=== GOAL OF THE EXERCISE ===
Scan the records for lines holding "person". Say how many there are and give nothing else.

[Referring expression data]
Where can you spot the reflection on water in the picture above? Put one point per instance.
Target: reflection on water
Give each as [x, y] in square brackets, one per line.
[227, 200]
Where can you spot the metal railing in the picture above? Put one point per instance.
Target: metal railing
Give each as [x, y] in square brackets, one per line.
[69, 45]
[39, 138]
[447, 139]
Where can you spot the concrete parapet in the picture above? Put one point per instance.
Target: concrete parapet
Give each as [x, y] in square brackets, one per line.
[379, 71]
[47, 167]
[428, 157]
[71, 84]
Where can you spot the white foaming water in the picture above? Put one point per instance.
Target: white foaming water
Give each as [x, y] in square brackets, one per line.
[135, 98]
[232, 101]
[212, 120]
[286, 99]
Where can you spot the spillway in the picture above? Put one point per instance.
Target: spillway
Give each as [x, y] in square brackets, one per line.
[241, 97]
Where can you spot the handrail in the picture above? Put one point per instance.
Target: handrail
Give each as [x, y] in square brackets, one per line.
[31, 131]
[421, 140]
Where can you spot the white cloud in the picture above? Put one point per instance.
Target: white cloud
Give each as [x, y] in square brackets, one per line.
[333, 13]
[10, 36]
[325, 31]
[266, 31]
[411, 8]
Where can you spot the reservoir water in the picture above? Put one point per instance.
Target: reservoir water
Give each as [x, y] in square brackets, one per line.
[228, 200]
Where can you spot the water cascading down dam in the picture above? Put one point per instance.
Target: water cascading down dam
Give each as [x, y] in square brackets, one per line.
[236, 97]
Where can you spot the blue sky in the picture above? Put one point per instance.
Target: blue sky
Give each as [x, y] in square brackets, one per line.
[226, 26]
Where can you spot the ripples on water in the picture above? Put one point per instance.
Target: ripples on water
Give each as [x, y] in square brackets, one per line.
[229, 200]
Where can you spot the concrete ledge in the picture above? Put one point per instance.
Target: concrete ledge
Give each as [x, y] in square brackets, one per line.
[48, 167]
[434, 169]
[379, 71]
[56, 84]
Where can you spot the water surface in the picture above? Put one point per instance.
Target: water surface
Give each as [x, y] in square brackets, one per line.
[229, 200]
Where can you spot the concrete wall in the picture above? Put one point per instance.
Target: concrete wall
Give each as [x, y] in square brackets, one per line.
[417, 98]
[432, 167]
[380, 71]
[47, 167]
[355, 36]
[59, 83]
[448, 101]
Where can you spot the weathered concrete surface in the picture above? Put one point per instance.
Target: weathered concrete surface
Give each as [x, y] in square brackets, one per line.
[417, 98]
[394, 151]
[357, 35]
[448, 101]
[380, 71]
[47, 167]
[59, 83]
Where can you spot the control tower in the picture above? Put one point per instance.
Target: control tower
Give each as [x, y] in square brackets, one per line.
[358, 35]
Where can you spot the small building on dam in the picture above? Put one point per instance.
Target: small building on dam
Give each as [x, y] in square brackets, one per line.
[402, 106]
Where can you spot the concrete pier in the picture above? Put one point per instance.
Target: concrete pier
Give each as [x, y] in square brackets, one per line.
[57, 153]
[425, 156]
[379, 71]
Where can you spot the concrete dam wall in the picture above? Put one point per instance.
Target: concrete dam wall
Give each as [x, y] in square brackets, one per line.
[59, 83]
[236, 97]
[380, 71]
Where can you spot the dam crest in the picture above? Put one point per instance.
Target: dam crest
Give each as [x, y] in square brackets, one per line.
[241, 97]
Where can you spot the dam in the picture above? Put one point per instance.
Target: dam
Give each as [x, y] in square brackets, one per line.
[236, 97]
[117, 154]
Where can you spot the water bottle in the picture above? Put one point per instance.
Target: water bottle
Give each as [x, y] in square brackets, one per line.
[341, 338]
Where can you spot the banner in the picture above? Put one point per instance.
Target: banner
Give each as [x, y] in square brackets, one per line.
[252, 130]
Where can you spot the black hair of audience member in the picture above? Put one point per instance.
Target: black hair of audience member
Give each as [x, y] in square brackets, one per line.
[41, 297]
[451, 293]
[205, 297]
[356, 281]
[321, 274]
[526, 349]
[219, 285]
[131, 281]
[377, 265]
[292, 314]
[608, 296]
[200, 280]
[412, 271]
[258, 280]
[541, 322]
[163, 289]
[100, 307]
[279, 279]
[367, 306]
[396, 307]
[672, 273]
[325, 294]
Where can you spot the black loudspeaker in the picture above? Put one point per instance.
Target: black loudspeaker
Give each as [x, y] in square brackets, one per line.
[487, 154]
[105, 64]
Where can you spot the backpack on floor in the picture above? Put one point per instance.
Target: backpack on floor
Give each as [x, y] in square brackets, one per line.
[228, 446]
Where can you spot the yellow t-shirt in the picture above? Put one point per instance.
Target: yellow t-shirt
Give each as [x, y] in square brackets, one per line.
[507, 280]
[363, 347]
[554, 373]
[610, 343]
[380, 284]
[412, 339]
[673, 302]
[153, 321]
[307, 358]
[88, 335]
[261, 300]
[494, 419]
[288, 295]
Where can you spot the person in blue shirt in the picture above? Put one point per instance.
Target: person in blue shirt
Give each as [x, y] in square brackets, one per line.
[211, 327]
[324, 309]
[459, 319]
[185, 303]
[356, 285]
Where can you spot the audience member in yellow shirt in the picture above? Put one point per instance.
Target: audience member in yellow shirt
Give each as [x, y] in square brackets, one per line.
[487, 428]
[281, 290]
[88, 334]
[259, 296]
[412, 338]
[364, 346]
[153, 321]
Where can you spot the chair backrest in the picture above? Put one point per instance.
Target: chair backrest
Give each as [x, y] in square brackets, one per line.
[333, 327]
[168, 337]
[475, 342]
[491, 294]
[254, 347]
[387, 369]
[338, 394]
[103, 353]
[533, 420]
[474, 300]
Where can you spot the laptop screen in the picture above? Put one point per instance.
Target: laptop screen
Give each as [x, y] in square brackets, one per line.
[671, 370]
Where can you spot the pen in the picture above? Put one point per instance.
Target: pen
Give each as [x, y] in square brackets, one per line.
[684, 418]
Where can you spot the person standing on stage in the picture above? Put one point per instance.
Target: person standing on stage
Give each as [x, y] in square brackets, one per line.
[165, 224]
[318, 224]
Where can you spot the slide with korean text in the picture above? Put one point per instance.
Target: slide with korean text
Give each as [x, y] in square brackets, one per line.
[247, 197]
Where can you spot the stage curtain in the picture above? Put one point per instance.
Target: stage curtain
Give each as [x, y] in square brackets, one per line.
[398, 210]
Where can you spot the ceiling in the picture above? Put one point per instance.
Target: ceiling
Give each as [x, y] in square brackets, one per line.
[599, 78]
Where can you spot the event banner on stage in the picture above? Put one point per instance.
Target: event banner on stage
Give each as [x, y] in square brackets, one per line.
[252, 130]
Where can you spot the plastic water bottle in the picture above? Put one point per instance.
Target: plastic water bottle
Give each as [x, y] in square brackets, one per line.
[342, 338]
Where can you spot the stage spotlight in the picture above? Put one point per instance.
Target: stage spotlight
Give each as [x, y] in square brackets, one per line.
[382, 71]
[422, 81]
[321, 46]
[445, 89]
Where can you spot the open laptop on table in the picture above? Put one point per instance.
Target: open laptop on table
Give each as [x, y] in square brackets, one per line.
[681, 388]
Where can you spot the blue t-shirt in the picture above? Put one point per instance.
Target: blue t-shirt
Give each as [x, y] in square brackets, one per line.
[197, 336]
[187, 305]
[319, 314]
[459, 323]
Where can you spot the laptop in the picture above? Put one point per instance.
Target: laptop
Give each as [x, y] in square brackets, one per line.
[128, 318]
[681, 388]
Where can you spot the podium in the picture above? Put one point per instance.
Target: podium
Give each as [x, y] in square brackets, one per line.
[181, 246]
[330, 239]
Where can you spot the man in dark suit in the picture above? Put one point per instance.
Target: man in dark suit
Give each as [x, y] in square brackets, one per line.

=== RESPONSE ===
4